INFORMATION SUPPLIED ::
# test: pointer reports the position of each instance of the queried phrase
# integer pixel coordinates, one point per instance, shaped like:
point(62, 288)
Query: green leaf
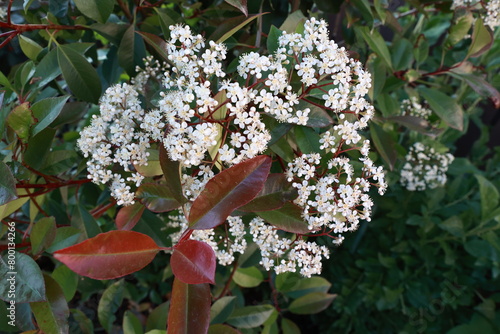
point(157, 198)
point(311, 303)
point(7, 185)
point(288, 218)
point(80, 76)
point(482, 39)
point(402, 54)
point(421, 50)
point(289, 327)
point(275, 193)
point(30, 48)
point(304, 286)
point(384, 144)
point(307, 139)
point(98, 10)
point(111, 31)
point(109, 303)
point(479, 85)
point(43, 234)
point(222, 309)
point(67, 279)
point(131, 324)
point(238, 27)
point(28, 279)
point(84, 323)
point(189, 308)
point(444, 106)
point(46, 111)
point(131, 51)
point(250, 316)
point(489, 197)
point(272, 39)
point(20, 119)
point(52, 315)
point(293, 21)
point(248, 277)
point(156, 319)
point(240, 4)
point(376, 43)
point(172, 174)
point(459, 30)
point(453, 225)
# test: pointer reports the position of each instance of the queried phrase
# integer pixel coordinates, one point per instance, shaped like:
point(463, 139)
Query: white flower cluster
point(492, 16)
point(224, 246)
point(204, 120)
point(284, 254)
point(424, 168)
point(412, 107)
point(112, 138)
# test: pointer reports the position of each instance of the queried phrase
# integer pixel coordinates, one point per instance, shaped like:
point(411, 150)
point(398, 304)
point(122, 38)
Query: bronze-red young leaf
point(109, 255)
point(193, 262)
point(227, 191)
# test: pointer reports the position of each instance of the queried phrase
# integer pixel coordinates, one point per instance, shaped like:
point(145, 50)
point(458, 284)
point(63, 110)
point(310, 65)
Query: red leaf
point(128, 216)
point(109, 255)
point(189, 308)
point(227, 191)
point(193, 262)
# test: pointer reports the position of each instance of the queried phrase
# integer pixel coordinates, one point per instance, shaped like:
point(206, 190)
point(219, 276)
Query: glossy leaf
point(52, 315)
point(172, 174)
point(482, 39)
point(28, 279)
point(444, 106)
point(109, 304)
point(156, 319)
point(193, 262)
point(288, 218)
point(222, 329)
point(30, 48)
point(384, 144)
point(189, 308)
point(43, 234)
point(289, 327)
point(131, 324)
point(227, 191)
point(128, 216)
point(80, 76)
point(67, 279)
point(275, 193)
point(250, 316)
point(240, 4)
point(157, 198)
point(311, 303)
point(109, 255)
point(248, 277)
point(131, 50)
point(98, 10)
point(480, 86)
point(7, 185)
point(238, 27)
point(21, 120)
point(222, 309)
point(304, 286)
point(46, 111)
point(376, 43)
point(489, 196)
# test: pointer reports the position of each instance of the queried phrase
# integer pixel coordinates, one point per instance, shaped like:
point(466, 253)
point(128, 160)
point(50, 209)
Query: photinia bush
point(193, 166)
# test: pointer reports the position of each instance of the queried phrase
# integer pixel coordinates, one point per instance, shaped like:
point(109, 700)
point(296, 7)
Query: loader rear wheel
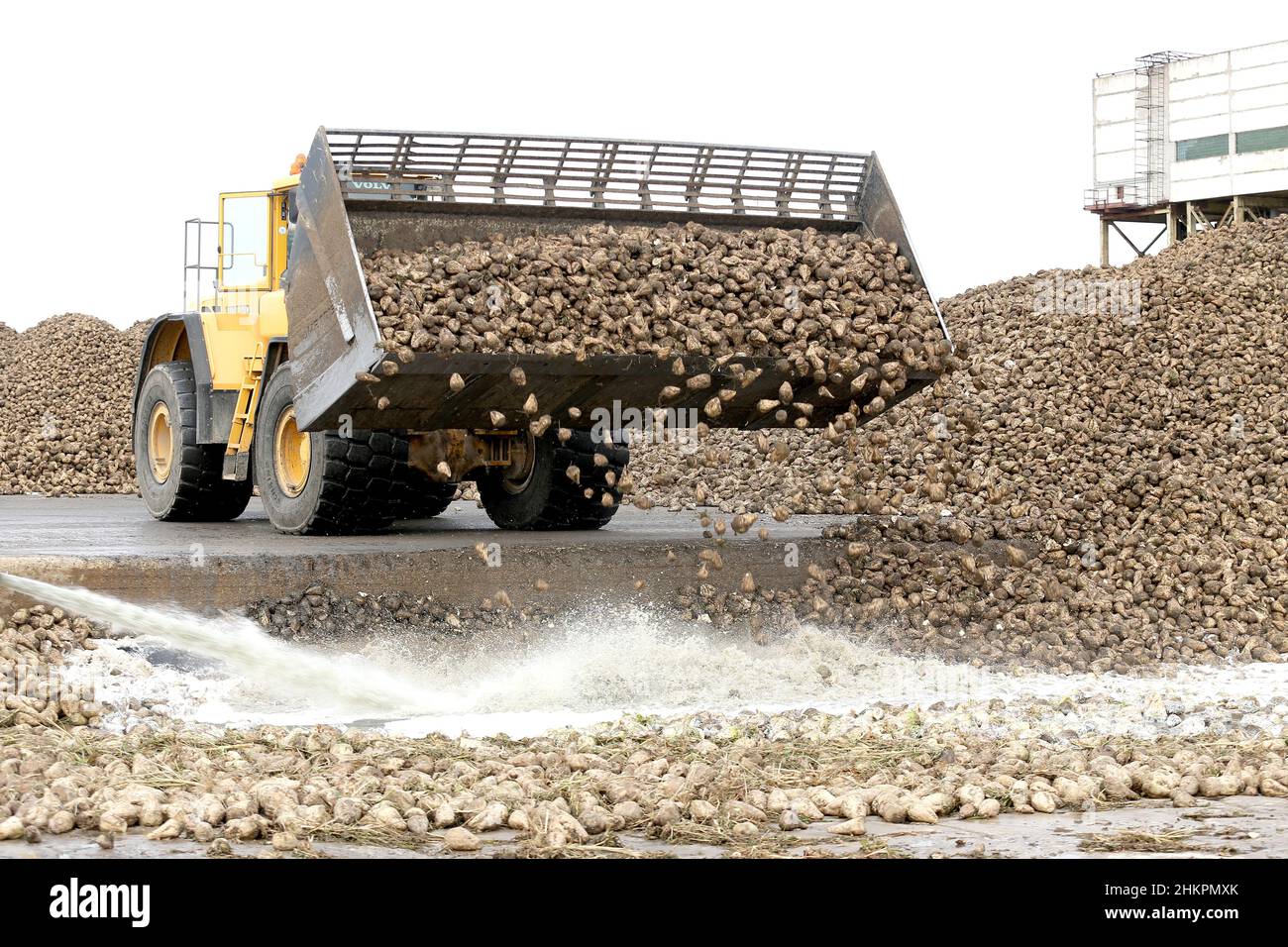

PROBLEM TO WORK ON :: Only the pictures are to be excluded; all other parts of the records above are to be given exactly.

RESPONSE ::
# test: pointer reports the position of each instance of the queried phrase
# integer pixel coordinates, one point per instance, shaped like:
point(62, 288)
Query: green leaf
point(157, 198)
point(311, 303)
point(7, 185)
point(288, 218)
point(80, 76)
point(482, 39)
point(402, 54)
point(421, 50)
point(289, 327)
point(275, 193)
point(30, 48)
point(304, 286)
point(384, 144)
point(307, 139)
point(98, 10)
point(111, 31)
point(109, 303)
point(479, 85)
point(43, 234)
point(222, 309)
point(67, 279)
point(131, 324)
point(238, 27)
point(28, 279)
point(84, 323)
point(189, 308)
point(444, 106)
point(46, 111)
point(131, 51)
point(250, 316)
point(489, 197)
point(272, 39)
point(20, 119)
point(52, 315)
point(293, 21)
point(248, 277)
point(156, 319)
point(240, 4)
point(376, 43)
point(172, 174)
point(459, 30)
point(453, 225)
# test: pointer reports the position of each instance of the queried phrase
# integer pixel coordinates, one point per instance, shaped like:
point(463, 139)
Query: white flower cluster
point(492, 16)
point(224, 246)
point(204, 120)
point(284, 254)
point(424, 168)
point(412, 107)
point(112, 138)
# test: pointer reports the position of each instance of the queried phrase
# integer pixel coordinates, one point per instance, shaped like:
point(411, 150)
point(398, 304)
point(122, 38)
Query: bronze-red young leaf
point(109, 255)
point(193, 262)
point(227, 191)
# test: pointer reports the position of each instance of the queried phrase
# integer pixel coordinates, one point per instance, shaped like:
point(145, 50)
point(458, 284)
point(63, 110)
point(310, 65)
Query: red leaf
point(128, 216)
point(109, 255)
point(189, 308)
point(227, 191)
point(193, 262)
# test: pointer reports the position of each instance of the queried phrase
# integer pixel coordinates, one point per instance, shaped like:
point(206, 190)
point(219, 276)
Query: glossy leaf
point(52, 315)
point(172, 174)
point(482, 39)
point(28, 279)
point(444, 106)
point(109, 304)
point(156, 319)
point(193, 262)
point(288, 218)
point(222, 329)
point(30, 48)
point(384, 144)
point(189, 308)
point(43, 234)
point(289, 327)
point(131, 324)
point(227, 191)
point(128, 216)
point(80, 76)
point(67, 279)
point(275, 193)
point(250, 316)
point(240, 4)
point(157, 198)
point(311, 303)
point(109, 255)
point(248, 277)
point(131, 50)
point(98, 10)
point(480, 86)
point(7, 185)
point(238, 27)
point(21, 120)
point(222, 309)
point(304, 286)
point(46, 111)
point(376, 43)
point(489, 196)
# test: pointer reports the position of each instance of the queried phrase
# integer pixel coordinates, one point per instance, shaped like:
point(466, 253)
point(128, 160)
point(50, 209)
Query: photinia bush
point(193, 166)
# test: pointer reports the position of each instance of the queried phrase
# integer pixel coordinates, one point per instance, shaped like:
point(109, 700)
point(296, 7)
Query: loader rear wheel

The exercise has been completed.